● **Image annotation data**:
[Start]
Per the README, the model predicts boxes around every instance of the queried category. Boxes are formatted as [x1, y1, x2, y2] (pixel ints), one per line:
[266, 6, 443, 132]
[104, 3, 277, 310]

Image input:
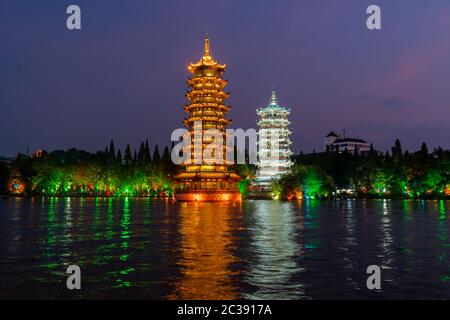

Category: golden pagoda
[175, 38, 241, 201]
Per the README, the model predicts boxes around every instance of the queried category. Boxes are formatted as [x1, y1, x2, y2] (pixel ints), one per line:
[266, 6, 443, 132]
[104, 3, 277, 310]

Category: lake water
[0, 198, 450, 299]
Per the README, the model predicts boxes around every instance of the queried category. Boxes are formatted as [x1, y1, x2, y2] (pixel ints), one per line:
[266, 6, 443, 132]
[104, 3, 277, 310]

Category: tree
[107, 140, 116, 164]
[420, 142, 428, 157]
[392, 139, 403, 159]
[124, 144, 133, 166]
[144, 140, 152, 163]
[137, 142, 145, 164]
[116, 150, 122, 165]
[153, 145, 161, 165]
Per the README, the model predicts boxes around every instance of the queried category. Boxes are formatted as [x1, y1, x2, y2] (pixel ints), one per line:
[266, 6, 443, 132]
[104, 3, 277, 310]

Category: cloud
[360, 93, 413, 110]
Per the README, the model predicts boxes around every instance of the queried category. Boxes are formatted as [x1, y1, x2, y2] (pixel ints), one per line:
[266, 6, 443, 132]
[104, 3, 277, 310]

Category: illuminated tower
[254, 91, 292, 191]
[175, 38, 240, 201]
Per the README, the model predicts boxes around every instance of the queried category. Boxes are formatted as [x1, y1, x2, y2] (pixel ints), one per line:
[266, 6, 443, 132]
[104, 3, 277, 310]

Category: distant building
[254, 91, 293, 190]
[325, 131, 370, 153]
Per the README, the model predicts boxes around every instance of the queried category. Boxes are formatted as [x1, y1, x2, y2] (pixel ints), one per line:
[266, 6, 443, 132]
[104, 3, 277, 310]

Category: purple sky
[0, 0, 450, 156]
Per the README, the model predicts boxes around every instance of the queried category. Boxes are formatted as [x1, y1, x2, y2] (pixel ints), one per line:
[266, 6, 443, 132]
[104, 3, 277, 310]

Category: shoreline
[0, 194, 450, 202]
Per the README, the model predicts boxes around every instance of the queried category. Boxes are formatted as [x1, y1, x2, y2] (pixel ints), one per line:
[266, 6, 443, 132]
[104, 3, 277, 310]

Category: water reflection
[244, 201, 304, 299]
[167, 203, 239, 299]
[0, 198, 450, 299]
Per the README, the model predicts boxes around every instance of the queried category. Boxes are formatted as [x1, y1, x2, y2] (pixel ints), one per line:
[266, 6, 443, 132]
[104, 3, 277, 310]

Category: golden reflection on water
[167, 202, 242, 300]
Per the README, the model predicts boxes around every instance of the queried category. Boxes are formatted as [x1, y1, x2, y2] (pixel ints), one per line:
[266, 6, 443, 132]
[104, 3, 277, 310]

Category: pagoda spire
[269, 89, 278, 106]
[204, 35, 211, 57]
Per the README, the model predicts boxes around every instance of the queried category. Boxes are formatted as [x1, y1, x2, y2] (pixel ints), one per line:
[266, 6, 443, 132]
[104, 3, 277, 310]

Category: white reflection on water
[244, 201, 305, 299]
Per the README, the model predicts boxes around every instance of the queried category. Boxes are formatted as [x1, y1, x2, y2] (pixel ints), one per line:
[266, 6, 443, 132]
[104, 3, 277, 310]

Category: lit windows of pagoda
[175, 38, 241, 201]
[254, 91, 292, 191]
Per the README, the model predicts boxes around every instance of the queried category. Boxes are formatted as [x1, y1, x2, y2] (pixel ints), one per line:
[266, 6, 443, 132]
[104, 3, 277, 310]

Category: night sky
[0, 0, 450, 156]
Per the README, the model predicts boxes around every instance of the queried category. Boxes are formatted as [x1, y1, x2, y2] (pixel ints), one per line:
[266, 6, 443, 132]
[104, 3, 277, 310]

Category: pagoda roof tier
[End]
● **Instruction**: Set down the material exactly, every line of it, except for the pictures.

● **Exercise solution**:
Per the README, the model predicts boxes around every instance of the queried category. Boxes are formatted as [x1, y1, x2, y2] (pixel ints), one per line:
[266, 6, 443, 132]
[104, 3, 277, 310]

Image input:

Category: golden pagoda
[175, 38, 241, 201]
Per the README, the model predicts boxes around every instance of the queried category. Boxes are formatted as [x1, y1, x2, y2] (pixel ints), one per line:
[266, 6, 443, 132]
[104, 3, 277, 310]

Category: lake water
[0, 198, 450, 299]
Per the README, the model predicts boxes around every instance of the queried category. Boxes are formatted as [x1, y1, x2, y2] (pixel ints), one per line:
[266, 6, 443, 132]
[104, 3, 277, 310]

Category: tree
[107, 140, 116, 164]
[420, 142, 428, 157]
[392, 139, 403, 159]
[124, 144, 133, 166]
[144, 140, 152, 163]
[137, 142, 145, 164]
[116, 150, 122, 165]
[153, 145, 161, 165]
Per the README, the model predicts boxes around every instance of the queried category. Boxes are formatted as [x1, y1, x2, y2] (pixel ints), one per line:
[266, 6, 443, 132]
[104, 3, 277, 310]

Category: cloud
[360, 93, 413, 110]
Per the README, the model predicts boxes around every instance of the queried category. Boxes are formatted as [x1, y1, x2, y2] (pixel ints), one per line:
[266, 6, 443, 132]
[104, 3, 277, 310]

Category: illuminated tower
[254, 91, 292, 191]
[175, 38, 240, 201]
Per the README, the model predicts boxes around every instance of the queried category. Boxes are formatted as [x1, y1, x2, y2] (pixel ints), one per line:
[266, 6, 443, 132]
[104, 3, 277, 310]

Category: distant building
[254, 91, 293, 190]
[325, 131, 370, 153]
Per the README, the model predicts boxes around every instance of the queried category. Boxes are formatted as [x1, y1, x2, y2] (pixel ints), one per line:
[266, 6, 443, 132]
[104, 3, 277, 310]

Category: purple sky
[0, 0, 450, 156]
Per the README, the model predicts boxes around every instance of the queried category. Boxes are formatted as [x1, y1, x2, y2] (pixel ints), one per line:
[266, 6, 443, 132]
[104, 3, 277, 310]

Category: shoreline
[0, 194, 450, 202]
Per the README, the model predicts boxes around every instance of the queried category. Boxes are formatted as [x1, y1, x2, y2] (pixel ints), one per line:
[266, 6, 443, 132]
[104, 3, 277, 310]

Category: water reflection
[244, 201, 304, 299]
[167, 203, 239, 299]
[0, 198, 450, 299]
Per the README, the model predicts boxes around every instance of the queried category. Boxes are formatted as [x1, y1, x2, y2] (pixel ints), one per line:
[266, 6, 443, 132]
[104, 3, 277, 310]

Category: golden reflection on water
[167, 202, 242, 300]
Per the README, the model predicts boxes around every instance of the queried category. Boxes are formatted as [x1, y1, x2, y2] (pixel ints), one per line:
[266, 6, 443, 132]
[104, 3, 277, 310]

Category: pagoda spire
[269, 89, 278, 106]
[204, 35, 211, 57]
Per the README, the model predicts boxes around every instance of the queried category. Boxes are formatted as [x1, y1, x2, y2] (pixel ints), one per line:
[266, 6, 443, 132]
[104, 3, 277, 310]

Category: white reflection on water
[244, 201, 305, 299]
Per the README, the model predicts boxes around every instance of the queried category. Boxes are formatted as [x1, y1, x2, y2] (pixel ints), one per line:
[266, 6, 443, 132]
[104, 3, 277, 310]

Category: lit windows of pagoda
[175, 38, 241, 201]
[254, 91, 292, 191]
Per the README, the model predicts boxes around every instance of the queried category. Boxes are formatted as [x1, y1, x2, y2] (pixel ints), one per line:
[266, 6, 443, 132]
[104, 3, 277, 310]

Category: night sky
[0, 0, 450, 156]
Per the README, the model predicts boxes around every instance of the queried category. Boxes are formatted as [x1, y1, x2, y2] (pixel ints), one per line:
[266, 6, 443, 132]
[104, 3, 277, 310]

Category: pagoda roof tier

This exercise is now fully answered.